== DOCUMENT PASSAGE ==

My Irish Up: Where we went wrong (Part 1)

Mike Corrigan

Mike Corrigan

By Mike Corrigan

BN Columnist

Let’s start with the Sea Peoples. Nobody ever starts with the Sea Peoples.

The Sea Peoples came out of the Mediterranean four thousand years ago and fell upon the Hittites. They fell on the Hittites and refused to get off. That was it for the Hittites.

The Hittites were at that time important allies of the Egyptians, serving as buffers, a role similar to that of the states of Eastern Europe in relation to the old USSR. But the Hittites failed as shields, getting flattened in no time (thus more or less becoming the Ironed Curtain of their day.) Now, this Sea Peoples incursion happened just a few years after the last Rameses died, when Egypt seemed at the height of its ancient and considerable power. But soon enough, the Sea Peoples and others had defeated the Hittites and had worn away Egypt to a shadow of its former strength.

All this really happened. History goes on, even when stories don’t. Next, Greece became big and then Rome and then the Land Peoples came Hunning over to Europe showing lots of spunk and a complete lack of mercy, and then the Dark Ages ended and Columbus sailed the ocean blue and then there were several thousand more wars and finally we arrived at today, when democratic capitalism has been perfected and nothing bad will ever happen again because, you know, we’ve got this? (You left out China, India, Africa and Mesoamerica, but hey, it's not your fault that no one ever told you that other cultures existed.)

How can we ever arrive at the future if we don’t understand the past? Listen: The Sea Peoples came out of the sea, where the Hittites would have preferred they had stayed, frankly, and the man in the lead ship said to the first Hittite leader in the first Hittite city he came to (The City of Hit, now present-day Beirut): “Lollapalooza! Colona?” (We come in peace! Want to be our colony?) And the Hittite leader, not speaking Sea Peoples, said right back, in Hit: Grishja myanak? Peristalsis vigyalaj. (What just came out of your mouth? I hope to heck you come in peace!) And then, realizing the Hittite ruler was such a barbarian he couldn’t even speak Sea Peoples, the Sea Peoples fellow took out his spear and stabbed the Hittite king in the groin. “Yashaka muchachos!” (Ow! Ow! OW!) said the Hittite ruler. And so it began. Or continued. Human history.

See? The first mistake is to embrace the delusion that language is going to solve anything. (“I tried explain Oog wrong, but he not listen! He dead now.”) Sociologists and even some real scientists, who should know better, try to distinguish Man as some kind of genius animal, since Man communicates by using spoken language. Though not Hit, you’ll notice. Anymore.

===

> _REQUIRED TASKS_:
a) According to the column on the Sea Peoples, how long ago did they come out of the Mediterranean?
b) Extend the column on the Sea Peoples and human history, picking up right after its final sentence.
The lines that come next are separate material, unrelated to this column.

== RECORDS SUPPLIED ==

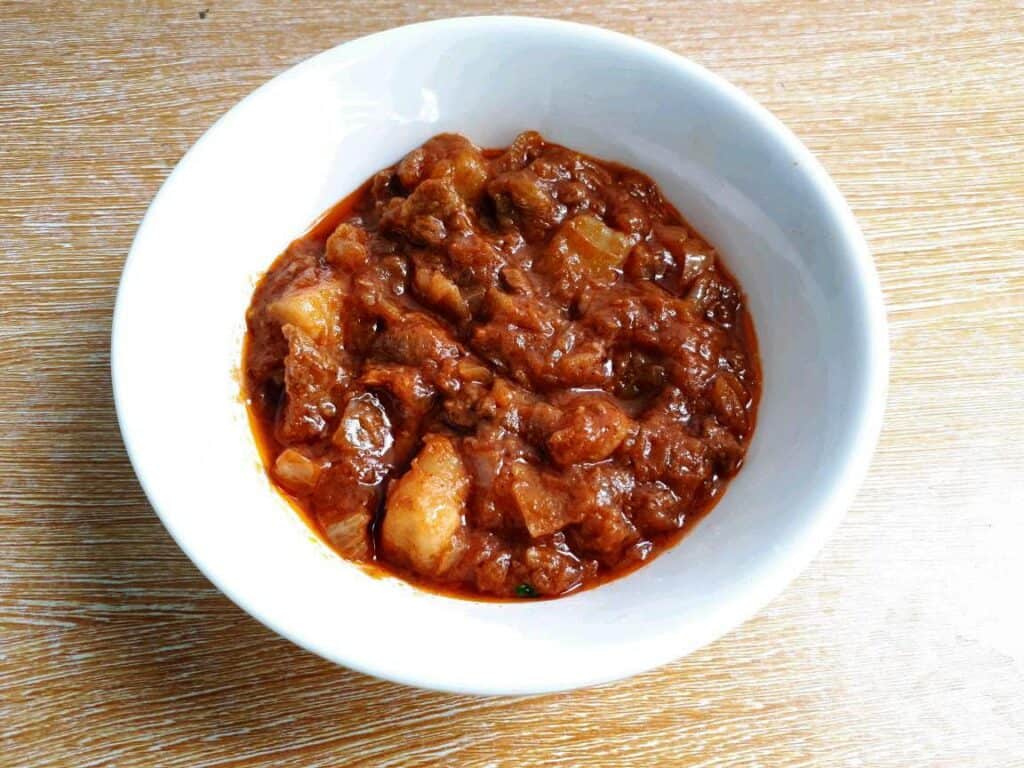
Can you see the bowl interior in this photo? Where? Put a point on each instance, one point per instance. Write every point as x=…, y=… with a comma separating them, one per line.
x=270, y=166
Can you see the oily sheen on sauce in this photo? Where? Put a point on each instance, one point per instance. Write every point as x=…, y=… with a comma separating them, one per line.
x=501, y=374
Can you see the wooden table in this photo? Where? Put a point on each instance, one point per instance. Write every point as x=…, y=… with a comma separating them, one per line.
x=902, y=644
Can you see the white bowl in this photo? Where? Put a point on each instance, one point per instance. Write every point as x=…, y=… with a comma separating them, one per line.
x=260, y=176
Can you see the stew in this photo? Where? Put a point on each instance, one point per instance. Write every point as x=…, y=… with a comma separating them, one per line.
x=504, y=374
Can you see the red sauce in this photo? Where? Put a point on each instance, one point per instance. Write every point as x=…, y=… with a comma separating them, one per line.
x=501, y=374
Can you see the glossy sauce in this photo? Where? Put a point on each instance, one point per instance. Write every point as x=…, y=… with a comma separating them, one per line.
x=529, y=340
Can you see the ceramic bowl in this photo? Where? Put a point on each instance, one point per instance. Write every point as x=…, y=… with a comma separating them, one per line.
x=286, y=153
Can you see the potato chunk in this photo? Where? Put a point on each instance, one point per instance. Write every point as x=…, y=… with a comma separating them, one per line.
x=296, y=472
x=424, y=524
x=588, y=245
x=315, y=309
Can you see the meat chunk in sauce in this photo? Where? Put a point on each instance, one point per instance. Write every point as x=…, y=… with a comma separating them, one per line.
x=506, y=373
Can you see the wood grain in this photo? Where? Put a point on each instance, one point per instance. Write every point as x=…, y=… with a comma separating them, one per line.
x=902, y=645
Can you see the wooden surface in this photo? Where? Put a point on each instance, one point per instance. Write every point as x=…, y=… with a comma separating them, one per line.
x=902, y=644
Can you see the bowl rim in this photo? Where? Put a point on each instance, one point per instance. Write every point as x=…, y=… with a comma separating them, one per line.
x=866, y=422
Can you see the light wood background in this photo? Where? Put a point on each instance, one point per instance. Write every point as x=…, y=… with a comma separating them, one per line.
x=902, y=644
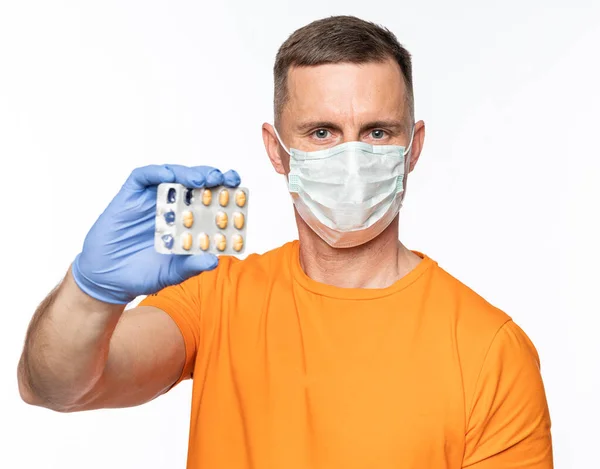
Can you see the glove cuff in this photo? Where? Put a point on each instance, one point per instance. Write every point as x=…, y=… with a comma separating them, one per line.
x=99, y=292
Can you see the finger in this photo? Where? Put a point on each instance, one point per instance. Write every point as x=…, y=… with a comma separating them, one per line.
x=231, y=178
x=183, y=267
x=195, y=176
x=151, y=175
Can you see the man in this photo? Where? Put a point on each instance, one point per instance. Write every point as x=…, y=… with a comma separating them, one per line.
x=343, y=349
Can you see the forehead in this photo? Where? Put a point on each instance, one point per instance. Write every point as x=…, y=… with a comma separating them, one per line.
x=339, y=92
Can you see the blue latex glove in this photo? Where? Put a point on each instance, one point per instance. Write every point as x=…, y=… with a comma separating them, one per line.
x=118, y=261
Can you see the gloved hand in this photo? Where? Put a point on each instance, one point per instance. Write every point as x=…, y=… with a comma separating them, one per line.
x=118, y=261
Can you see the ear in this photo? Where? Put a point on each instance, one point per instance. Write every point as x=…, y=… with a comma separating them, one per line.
x=273, y=149
x=417, y=147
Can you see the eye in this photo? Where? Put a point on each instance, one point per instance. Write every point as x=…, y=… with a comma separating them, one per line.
x=321, y=133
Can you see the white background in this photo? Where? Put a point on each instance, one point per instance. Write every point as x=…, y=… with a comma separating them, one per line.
x=505, y=195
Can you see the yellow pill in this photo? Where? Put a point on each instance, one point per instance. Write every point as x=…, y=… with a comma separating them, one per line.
x=220, y=241
x=186, y=241
x=188, y=219
x=238, y=242
x=221, y=220
x=240, y=198
x=224, y=197
x=206, y=197
x=204, y=241
x=238, y=220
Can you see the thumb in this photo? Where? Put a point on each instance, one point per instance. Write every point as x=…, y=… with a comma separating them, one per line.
x=184, y=267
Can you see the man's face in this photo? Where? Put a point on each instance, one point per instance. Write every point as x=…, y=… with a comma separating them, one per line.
x=336, y=103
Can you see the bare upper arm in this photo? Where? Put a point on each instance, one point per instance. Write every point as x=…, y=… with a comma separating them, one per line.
x=146, y=357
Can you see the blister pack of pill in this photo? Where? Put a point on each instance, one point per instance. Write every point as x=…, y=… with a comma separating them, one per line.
x=195, y=221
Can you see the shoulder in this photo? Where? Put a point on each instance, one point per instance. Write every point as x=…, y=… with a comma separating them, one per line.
x=488, y=342
x=251, y=271
x=472, y=314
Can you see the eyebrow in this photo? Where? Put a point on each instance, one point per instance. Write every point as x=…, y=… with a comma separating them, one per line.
x=386, y=124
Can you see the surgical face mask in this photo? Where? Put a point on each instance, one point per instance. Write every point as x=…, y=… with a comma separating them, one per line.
x=350, y=193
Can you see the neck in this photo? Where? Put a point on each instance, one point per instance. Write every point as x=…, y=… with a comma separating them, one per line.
x=376, y=264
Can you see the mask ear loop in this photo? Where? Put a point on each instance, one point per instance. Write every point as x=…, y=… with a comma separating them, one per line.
x=412, y=135
x=280, y=141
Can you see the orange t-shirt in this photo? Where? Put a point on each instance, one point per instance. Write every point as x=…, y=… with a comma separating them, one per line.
x=290, y=373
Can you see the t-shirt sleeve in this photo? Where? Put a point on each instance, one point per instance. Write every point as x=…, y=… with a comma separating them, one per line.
x=182, y=303
x=509, y=422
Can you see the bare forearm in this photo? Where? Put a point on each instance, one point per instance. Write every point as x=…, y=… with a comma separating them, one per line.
x=66, y=347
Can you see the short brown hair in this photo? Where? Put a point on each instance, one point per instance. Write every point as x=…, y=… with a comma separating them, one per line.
x=339, y=39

===

> _TASK RESULTS_:
a) Four thousand years ago.

b)
We use language to negotiate all difficult situations, but it is a snare and a delusion. We write contracts and then use language to weasel out of them, make excuses when we bollix things up, deceive our enemies, sweet talk the opposite sex (or in some cases, these days, the unopposite sex) and write newspaper columns, to name only a few of the more honorable uses of language. Civilized people consider themselves civilized in the first place because they can talk things out, arriving at some mutual version of reality from which they can determine their relative positions of power and influence. And then they make war on each other, anyway. Kumbayah! Sucker!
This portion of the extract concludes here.